## Goal
Rewrite the records starting at the line that contains "Look at the photograph above. For each instance of the haze" and ending at the last line of the records, keeping every request. Shift each x and y coordinate in the answers up by 136.

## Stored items
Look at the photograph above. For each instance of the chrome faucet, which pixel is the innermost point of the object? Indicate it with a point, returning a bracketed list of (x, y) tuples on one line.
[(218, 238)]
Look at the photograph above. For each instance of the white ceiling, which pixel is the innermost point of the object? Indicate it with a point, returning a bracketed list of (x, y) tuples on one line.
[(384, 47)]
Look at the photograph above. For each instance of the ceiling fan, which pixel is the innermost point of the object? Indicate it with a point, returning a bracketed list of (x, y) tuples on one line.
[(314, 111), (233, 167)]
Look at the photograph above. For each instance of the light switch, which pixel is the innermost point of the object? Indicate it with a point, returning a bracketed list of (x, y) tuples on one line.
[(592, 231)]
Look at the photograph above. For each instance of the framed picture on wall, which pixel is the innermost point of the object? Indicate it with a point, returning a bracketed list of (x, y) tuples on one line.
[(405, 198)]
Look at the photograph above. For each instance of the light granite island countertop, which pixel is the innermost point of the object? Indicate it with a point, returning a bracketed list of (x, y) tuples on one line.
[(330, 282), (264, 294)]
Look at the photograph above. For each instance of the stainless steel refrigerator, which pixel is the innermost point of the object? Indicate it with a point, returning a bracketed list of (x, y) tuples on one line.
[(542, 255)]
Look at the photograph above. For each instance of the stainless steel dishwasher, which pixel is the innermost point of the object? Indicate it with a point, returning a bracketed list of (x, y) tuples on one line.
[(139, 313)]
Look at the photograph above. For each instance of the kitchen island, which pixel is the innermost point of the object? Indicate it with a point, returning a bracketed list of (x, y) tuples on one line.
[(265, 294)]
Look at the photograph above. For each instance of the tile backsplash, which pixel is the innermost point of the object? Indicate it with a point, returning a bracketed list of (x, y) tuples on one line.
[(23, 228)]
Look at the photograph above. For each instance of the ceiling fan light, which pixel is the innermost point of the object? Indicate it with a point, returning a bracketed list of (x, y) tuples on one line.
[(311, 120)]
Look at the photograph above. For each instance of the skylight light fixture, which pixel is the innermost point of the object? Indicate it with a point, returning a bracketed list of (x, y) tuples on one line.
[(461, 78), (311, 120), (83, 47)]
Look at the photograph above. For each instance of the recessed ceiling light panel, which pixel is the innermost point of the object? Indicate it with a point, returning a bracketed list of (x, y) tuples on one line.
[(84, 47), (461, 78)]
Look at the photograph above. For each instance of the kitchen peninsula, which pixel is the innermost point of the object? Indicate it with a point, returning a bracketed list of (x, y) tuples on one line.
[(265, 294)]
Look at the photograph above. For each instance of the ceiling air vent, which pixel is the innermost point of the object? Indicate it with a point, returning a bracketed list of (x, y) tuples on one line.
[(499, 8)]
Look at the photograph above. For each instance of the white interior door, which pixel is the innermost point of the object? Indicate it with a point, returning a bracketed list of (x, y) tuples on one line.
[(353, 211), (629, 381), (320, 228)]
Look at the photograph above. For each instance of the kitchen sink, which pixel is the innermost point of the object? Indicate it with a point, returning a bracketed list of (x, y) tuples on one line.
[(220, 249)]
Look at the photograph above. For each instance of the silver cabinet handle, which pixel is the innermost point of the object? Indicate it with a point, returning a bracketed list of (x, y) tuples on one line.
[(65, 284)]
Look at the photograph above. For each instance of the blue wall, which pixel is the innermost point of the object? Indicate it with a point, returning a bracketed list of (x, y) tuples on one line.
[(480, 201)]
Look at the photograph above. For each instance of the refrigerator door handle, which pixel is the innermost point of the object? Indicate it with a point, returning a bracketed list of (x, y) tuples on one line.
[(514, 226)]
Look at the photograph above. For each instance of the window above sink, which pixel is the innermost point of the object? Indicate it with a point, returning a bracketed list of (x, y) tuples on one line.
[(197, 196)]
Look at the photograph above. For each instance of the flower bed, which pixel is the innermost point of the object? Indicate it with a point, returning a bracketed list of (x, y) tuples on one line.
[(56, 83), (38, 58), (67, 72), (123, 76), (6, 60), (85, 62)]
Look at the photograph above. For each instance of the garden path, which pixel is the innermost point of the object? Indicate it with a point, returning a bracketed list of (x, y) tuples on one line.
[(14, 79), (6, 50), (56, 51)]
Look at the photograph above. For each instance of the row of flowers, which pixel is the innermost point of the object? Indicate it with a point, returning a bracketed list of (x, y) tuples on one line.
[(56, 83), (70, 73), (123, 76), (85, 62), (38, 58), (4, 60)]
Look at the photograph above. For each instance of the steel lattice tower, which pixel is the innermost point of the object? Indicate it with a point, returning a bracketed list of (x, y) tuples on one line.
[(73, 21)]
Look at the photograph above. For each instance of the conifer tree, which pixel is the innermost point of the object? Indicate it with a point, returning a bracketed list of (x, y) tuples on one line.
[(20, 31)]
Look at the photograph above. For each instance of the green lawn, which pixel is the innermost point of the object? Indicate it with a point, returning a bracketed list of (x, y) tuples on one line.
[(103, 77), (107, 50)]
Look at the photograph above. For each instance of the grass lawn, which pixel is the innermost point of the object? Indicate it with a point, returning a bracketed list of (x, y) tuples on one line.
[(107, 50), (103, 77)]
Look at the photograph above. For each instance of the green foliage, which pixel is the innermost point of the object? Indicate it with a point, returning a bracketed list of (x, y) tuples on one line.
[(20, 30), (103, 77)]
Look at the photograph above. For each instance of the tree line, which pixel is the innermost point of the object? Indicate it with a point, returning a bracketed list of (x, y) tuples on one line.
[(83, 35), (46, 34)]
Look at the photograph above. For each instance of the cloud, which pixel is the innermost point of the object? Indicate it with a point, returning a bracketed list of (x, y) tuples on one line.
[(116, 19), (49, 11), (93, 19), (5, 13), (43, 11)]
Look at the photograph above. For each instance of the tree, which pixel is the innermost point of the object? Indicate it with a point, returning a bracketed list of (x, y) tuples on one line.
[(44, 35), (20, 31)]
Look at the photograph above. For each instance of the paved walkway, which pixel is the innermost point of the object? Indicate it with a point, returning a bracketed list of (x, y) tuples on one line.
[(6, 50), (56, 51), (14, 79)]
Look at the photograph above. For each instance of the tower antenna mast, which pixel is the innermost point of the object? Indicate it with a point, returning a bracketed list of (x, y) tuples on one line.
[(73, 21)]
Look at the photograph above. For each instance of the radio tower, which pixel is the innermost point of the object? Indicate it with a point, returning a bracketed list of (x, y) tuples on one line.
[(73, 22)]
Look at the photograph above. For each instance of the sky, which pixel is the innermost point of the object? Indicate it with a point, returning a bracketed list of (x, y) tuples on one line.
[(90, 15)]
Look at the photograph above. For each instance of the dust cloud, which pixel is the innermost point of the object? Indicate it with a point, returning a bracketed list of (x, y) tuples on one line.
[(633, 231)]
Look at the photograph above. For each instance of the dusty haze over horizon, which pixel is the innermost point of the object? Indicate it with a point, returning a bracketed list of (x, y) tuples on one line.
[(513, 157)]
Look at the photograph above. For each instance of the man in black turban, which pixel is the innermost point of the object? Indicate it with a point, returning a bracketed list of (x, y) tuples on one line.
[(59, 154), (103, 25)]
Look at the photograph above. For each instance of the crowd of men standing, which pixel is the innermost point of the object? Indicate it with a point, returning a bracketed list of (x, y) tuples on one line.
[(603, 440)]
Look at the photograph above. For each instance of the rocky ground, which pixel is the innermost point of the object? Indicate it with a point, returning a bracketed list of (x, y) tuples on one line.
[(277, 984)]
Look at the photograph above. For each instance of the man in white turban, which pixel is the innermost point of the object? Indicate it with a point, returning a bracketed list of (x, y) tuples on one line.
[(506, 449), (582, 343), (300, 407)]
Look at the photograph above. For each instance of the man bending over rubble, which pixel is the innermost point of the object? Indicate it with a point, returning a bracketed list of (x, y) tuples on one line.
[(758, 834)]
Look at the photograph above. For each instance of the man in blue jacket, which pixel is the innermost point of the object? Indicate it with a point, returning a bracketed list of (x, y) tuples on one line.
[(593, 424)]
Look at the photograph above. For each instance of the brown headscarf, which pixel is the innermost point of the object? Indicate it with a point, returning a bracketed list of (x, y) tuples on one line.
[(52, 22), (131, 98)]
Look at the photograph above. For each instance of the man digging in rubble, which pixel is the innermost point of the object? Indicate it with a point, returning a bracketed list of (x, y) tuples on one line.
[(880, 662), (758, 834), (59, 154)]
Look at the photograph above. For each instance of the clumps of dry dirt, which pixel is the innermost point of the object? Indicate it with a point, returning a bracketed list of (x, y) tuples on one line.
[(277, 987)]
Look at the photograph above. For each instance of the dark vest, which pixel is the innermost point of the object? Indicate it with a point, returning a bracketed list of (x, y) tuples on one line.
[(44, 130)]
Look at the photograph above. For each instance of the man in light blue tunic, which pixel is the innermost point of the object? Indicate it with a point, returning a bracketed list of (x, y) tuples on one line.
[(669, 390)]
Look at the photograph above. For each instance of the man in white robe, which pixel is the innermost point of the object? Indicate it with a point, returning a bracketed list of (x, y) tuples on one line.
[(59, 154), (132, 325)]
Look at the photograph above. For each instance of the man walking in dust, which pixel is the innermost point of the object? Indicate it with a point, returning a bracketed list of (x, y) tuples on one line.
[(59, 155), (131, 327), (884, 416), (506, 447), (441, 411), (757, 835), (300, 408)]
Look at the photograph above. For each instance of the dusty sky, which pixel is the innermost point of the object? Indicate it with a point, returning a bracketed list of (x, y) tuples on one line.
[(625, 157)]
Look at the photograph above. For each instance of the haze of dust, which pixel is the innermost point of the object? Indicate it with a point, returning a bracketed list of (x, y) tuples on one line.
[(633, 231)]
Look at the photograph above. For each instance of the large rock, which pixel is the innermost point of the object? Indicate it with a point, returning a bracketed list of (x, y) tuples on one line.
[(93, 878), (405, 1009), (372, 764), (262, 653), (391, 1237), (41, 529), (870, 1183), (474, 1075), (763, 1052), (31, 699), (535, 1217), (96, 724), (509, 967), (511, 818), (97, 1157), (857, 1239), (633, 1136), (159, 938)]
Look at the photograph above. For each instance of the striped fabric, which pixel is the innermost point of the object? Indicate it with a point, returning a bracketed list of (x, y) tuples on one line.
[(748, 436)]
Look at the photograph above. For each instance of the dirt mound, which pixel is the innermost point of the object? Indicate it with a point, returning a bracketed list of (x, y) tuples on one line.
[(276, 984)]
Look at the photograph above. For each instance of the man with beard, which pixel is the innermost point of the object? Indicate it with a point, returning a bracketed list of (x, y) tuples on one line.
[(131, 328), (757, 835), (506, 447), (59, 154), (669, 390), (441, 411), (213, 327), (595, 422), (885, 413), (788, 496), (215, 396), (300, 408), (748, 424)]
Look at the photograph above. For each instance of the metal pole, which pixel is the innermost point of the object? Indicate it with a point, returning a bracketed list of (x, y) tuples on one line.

## Written solution
Look at the photograph above. For each instance of the haze of dust, which pixel is the innermost point of the object? Indicate it with a point, returning a bracketed list of (x, y) tuples on one line.
[(769, 367)]
Look at the photograph above. For each instance of the large rock, which pixel is the innermost point of the object? Indicate it with a point, returning a bracketed list of (x, y) tuples on one line.
[(229, 1014), (541, 1145), (508, 900), (398, 789), (527, 1373), (177, 665), (1006, 1319), (610, 1211), (899, 1188), (167, 835), (671, 1353), (232, 860), (645, 1103), (647, 954), (233, 1293), (993, 1375), (769, 1272), (295, 1074)]
Look at the photograph above. For each instance of the striped fabric, which pixel is the innermost point of the object? Indicate it with a point, returning a bracketed list of (x, y) tuples on one line.
[(884, 572)]
Look at the photograph above. For each instance of the dirt mound, which pixel is the innermost point of the object? Indicate it with a point, returning a bracketed list of (x, y) tuples on one line.
[(412, 1120)]
Look at the photograph above. For each instance of the man with beard, which pixel is the innermost point of the object? Indicate it with a point, returning a bracketed list of (x, y) tuples on one line.
[(267, 464), (893, 971), (642, 583), (195, 290), (805, 526), (577, 547), (349, 463), (731, 558), (1021, 549), (924, 632), (351, 532), (436, 544), (884, 560)]
Look at the photograph above. For each instance of the metal pole, which pixel is the innermost point of the object? Indicate it with a point, returning a bracketed list of (x, y) tuples on one line.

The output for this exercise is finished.